** Opening DATASET EXTRACT block **

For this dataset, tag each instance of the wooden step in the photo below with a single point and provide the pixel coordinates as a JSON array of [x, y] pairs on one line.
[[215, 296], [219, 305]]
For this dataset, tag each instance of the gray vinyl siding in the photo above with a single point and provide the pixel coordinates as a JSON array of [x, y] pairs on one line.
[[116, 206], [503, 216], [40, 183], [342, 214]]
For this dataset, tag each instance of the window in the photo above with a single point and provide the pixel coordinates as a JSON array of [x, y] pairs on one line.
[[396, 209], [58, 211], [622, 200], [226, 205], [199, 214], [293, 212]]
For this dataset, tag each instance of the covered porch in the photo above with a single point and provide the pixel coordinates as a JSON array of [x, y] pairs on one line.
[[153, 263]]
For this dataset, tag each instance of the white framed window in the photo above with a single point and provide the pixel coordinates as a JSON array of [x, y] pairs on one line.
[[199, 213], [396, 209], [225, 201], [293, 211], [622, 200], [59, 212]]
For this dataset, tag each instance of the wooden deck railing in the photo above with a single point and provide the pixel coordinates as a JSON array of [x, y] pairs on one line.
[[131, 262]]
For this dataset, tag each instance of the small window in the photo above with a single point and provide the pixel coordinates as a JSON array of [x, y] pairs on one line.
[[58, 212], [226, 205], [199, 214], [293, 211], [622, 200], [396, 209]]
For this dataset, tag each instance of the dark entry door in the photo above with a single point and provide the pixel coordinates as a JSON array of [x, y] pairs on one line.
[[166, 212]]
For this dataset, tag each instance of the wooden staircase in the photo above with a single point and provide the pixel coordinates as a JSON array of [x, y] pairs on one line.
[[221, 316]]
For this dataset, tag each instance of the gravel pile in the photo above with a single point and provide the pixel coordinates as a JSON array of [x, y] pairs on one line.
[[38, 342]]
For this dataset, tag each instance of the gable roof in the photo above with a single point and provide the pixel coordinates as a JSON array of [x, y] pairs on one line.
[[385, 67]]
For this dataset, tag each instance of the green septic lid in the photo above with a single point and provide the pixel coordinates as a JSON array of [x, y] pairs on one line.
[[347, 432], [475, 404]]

** Closing DATASET EXTRACT block **

DESCRIPTION OF THE TASK :: The records above are to be repeated exactly, in their entirety.

ANSWER SPACE ::
For this dataset, tag each instance of the wooden step in the photo below with a single point and provide the pixel coordinates as a JSON array of [x, y] pairs on one line.
[[215, 296], [219, 305]]
For this dataset, tag each instance of the gray vinyl siding in the photo above with a single point and provide the pixel coordinates as a JSON array of [x, y] pairs on one line.
[[116, 206], [503, 216], [40, 183], [342, 214]]
For this dataset, tag each instance of the window in the photo above with a single point and provide the pixel coordinates as a JSON array of [x, y] pairs on one line.
[[396, 209], [58, 211], [622, 200], [226, 205], [199, 214], [293, 212]]
For this dataset, tag each instance of the covered porch in the photo above with a single point and provide the pixel coordinates as a JSON array of [x, y] pairs on one line.
[[153, 263]]
For this dataset, tag each instance of the white framed window in the photo above with a single point and provide the pixel coordinates as a JSON array of [x, y] pairs on one line.
[[199, 213], [396, 209], [225, 201], [293, 211], [622, 200], [59, 212]]
For this dataset, tag each instance of the wooden deck railing in the photo above with a single point and provide the pixel coordinates as a JSON array of [x, y] pairs on one line.
[[131, 262]]
For this dataset, tag each instance of the small window in the photo above with a single point and provide the pixel coordinates as a JSON array of [x, y] pairs on one line.
[[58, 212], [226, 205], [199, 214], [293, 211], [622, 200], [396, 209]]
For this dataset, tag each instance of the dark entry door in the photo above with a single point and provide the pixel coordinates as a JSON array of [x, y] pairs on one line.
[[166, 212]]
For this dataset, tag each instance of the wooden staircase in the photo above with a single point and provide the pixel coordinates as a JSON array of [x, y] pairs on one line.
[[221, 316]]
For this dataset, tag each instance of the gravel pile in the photo above with a single point and provide the pixel coordinates as a JSON array of [x, y] pairs on one line.
[[38, 342]]
For this dataset, tag each instance of the gable roof in the photo above with a single point and provide the pixel coordinates as a JSON array of [x, y] pairs on one line.
[[385, 67]]
For this dataset, tag each instance of the green septic lid in the photo above with a single point and provide the pixel coordinates as a JSON array of [x, y] pairs on one line.
[[347, 432], [475, 404]]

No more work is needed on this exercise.